Rewrite every item below, changing each "evaluation set" to "test set" and leaving all other text unchanged.

### Task input ###

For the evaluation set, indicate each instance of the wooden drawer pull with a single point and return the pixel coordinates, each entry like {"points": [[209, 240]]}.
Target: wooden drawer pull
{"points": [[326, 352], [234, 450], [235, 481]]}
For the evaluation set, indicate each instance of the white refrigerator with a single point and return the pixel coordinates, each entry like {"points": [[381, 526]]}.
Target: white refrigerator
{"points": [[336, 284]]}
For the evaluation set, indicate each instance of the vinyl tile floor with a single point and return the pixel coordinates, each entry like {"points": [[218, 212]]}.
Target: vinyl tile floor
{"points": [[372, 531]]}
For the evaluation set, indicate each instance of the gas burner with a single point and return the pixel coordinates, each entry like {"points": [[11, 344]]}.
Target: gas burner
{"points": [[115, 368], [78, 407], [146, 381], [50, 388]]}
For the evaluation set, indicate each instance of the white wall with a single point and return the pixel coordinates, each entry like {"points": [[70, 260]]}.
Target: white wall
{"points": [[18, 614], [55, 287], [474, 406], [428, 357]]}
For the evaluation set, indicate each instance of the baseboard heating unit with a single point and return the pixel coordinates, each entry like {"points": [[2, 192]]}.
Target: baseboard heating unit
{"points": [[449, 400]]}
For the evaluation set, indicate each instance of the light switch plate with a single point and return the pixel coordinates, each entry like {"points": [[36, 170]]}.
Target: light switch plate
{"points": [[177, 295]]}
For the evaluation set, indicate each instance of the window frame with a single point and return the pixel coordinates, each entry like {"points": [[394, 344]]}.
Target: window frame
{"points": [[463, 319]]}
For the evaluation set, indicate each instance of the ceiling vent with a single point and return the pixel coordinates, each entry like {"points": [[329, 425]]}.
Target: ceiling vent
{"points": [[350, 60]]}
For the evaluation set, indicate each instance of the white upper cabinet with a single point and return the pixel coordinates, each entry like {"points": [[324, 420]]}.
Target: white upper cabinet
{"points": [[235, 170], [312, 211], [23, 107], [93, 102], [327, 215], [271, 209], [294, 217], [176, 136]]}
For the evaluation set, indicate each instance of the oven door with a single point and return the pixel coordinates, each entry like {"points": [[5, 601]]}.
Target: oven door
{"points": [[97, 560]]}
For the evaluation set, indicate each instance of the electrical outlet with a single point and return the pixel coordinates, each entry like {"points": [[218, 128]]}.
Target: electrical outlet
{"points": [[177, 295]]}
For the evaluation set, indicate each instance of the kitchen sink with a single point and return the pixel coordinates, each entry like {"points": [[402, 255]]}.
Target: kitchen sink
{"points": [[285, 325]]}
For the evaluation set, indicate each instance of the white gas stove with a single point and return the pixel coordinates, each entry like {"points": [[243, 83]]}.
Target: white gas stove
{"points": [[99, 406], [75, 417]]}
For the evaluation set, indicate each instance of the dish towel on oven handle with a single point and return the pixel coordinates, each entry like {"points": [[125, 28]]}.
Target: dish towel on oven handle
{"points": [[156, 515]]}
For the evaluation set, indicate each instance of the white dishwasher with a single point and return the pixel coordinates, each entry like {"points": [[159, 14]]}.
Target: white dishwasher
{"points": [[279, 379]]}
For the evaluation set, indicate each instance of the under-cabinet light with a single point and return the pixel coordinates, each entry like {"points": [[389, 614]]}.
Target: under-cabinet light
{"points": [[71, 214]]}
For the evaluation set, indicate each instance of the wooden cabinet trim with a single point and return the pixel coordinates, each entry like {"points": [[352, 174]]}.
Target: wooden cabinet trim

###

* Response for this exercise
For the test set, indicate each instance of the wooden drawer pull with a single point and return the pixel coordinates, each entry like {"points": [[209, 240]]}.
Target: wooden drawer pull
{"points": [[326, 352], [234, 450], [235, 481]]}
For the test set, indicate each instance of the white refrigerator with a single point and return the pixel coordinates, each entry like {"points": [[381, 526]]}.
Target: white refrigerator
{"points": [[336, 284]]}
For the test set, indicate each instance of the vinyl tile floor with a single point and return the pixel coordinates, each entry like {"points": [[218, 212]]}.
Target: vinyl tile floor
{"points": [[372, 531]]}
For the test set, indicate each instance of the gas burner with a single point and return the pixel coordinates, each entry like {"points": [[11, 344]]}.
Target: gas burner
{"points": [[115, 368], [78, 407], [146, 381], [50, 388]]}
For the test set, indicate each instance of the white wall with a single point and return the pixel coordinates, each entry like {"points": [[70, 260]]}.
Target: white wall
{"points": [[18, 614], [55, 287], [474, 406], [428, 357]]}
For the test set, indicate each instance of the baseboard heating unit with a single point and return the pixel coordinates, each entry like {"points": [[2, 192]]}.
Target: baseboard heating unit
{"points": [[449, 400]]}
For the test set, indicate each instance of the light switch plate with a single point and return the pixel coordinates, each entry like {"points": [[36, 170]]}.
Target: light switch plate
{"points": [[177, 295]]}
For the test set, indicate each instance of the window frame with a single point and return the pixel coordinates, each entry like {"points": [[394, 344]]}.
Target: window frame
{"points": [[463, 319]]}
For the test set, indicate each instance of the ceiling vent with a single point and return the pixel coordinates, each entry like {"points": [[329, 425]]}.
Target: ceiling vent
{"points": [[350, 60]]}
For the test set, indicate each instance of the white upper cabinet with a single point and return the pixel coordinates, each entry like {"points": [[324, 420]]}.
Target: white upper cabinet
{"points": [[235, 170], [312, 211], [23, 107], [93, 102], [327, 215], [271, 209], [294, 217], [176, 136]]}
For the test set, indicate each instance of the oven door with a single point and return the pixel coordinates, each entry like {"points": [[5, 601]]}.
Target: oven door
{"points": [[97, 560]]}
For the test set, indicate each instance of the electrical outlet with a single point and return the pixel coordinates, each entry like {"points": [[218, 128]]}.
Target: electrical outlet
{"points": [[177, 295]]}
For the test set, indicate each instance of the kitchen sink with a single point and return the pixel coordinates, each entry like {"points": [[402, 255]]}.
Target: kitchen sink
{"points": [[285, 325]]}
For the test set, indicate each instance of the white gas stove with a single point and return the pixel coordinates, each entry like {"points": [[243, 83]]}.
Target: white gas stove
{"points": [[99, 406], [75, 417]]}
For the test set, indicate each instance of the dish towel on oven handle with a single point and return the pixel coordinates, each entry like {"points": [[125, 28]]}.
Target: dish towel on oven handle
{"points": [[156, 515]]}
For the test set, indicate each instance of the white dishwasher with a single point and return the pixel coordinates, each entry like {"points": [[159, 14]]}.
Target: white dishwasher
{"points": [[279, 379]]}
For the test set, indicate each instance of the under-cabinet light with a single point and return the pixel coordinates, each entry like {"points": [[389, 614]]}.
Target: under-cabinet light
{"points": [[71, 214]]}
For the test set, indicate each instance of the wooden cabinet trim with a single point and return the pixel coordinates, each entry like {"points": [[352, 174]]}.
Target: wooden cabinet trim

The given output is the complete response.